begin Recorded data
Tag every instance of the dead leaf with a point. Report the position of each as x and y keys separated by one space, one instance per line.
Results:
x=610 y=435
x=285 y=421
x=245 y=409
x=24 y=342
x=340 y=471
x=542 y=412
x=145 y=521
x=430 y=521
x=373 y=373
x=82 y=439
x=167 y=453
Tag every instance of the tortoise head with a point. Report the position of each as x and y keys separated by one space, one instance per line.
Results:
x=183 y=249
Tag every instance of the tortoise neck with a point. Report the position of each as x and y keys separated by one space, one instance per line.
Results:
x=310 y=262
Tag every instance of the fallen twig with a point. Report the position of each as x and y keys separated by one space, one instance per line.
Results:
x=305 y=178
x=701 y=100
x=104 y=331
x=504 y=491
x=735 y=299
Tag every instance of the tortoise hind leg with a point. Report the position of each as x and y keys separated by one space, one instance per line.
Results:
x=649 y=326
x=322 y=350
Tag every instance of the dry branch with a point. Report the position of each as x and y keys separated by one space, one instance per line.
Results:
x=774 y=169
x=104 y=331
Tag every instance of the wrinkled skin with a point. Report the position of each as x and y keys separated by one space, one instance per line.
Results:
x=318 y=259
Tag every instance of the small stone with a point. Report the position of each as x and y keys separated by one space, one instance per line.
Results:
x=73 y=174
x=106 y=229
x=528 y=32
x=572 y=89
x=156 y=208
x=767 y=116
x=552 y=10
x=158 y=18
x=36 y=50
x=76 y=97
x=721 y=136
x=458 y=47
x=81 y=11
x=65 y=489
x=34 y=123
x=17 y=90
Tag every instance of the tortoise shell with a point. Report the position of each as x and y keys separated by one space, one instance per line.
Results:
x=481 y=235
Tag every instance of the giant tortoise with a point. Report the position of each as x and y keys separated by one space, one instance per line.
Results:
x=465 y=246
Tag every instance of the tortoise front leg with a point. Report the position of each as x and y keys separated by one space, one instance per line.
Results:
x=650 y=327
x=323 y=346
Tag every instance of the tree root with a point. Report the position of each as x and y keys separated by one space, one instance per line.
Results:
end Recorded data
### Objective
Reproduce every row above verbatim, from the first through the last, with no character altered.

### Answer to this task
Tag every instance of the dead leaf with a point. Report the position of each as x and y keys separated by one space, one instance per line.
Results:
x=610 y=435
x=285 y=421
x=245 y=409
x=24 y=342
x=340 y=471
x=542 y=412
x=145 y=521
x=430 y=521
x=373 y=373
x=82 y=439
x=167 y=453
Tag every instance of the tortoise head with a point. Report the position of each as x and y keys separated by one space, one instance per line.
Results:
x=183 y=249
Tag every instance of the tortoise neck with a point. Report the position of each as x and y keys separated by one space, one instance per line.
Results:
x=310 y=262
Tag every instance of the fallen twig with a point. Report the position of each as x and y keys separated by one space, one instance per line.
Results:
x=305 y=178
x=701 y=100
x=104 y=331
x=504 y=491
x=735 y=299
Tag every instance of the tortoise hind leg with a point. Report the position of each as x and y keys separated by one space, one instance per line.
Results:
x=649 y=326
x=322 y=350
Tag every instance of the dry branch with a point. Report the position of each as x and y keys separated by one space, one instance per line.
Results:
x=774 y=169
x=104 y=331
Tag every instance of the wrinkled skin with a point. Report the position of each as x and y keys separated by one space, one instance per line.
Results:
x=318 y=259
Tag every instance of the small stone with a point. Report the position of each as x and y keys separated by one space, one instance per line.
Results:
x=73 y=174
x=106 y=229
x=528 y=32
x=572 y=89
x=156 y=208
x=767 y=116
x=552 y=10
x=158 y=18
x=36 y=50
x=76 y=97
x=721 y=136
x=458 y=47
x=81 y=11
x=65 y=489
x=34 y=123
x=17 y=90
Tag every instance of the tortoise shell with a point. Report the position of each as x and y keys separated by one space, one instance per line.
Results:
x=481 y=235
Tag every instance of the giant tortoise with a point. Report the position of each as x and y keys separated by one space, one instance per line.
Results:
x=465 y=246
Tag every instance of the tortoise front leg with a point. Report the position of each as x and y keys separated by one space, one instance per line.
Results:
x=650 y=327
x=323 y=346
Tag every instance of the tree root with a point. Report the position of each as x and y keys separated by one space, one instance per line.
Results:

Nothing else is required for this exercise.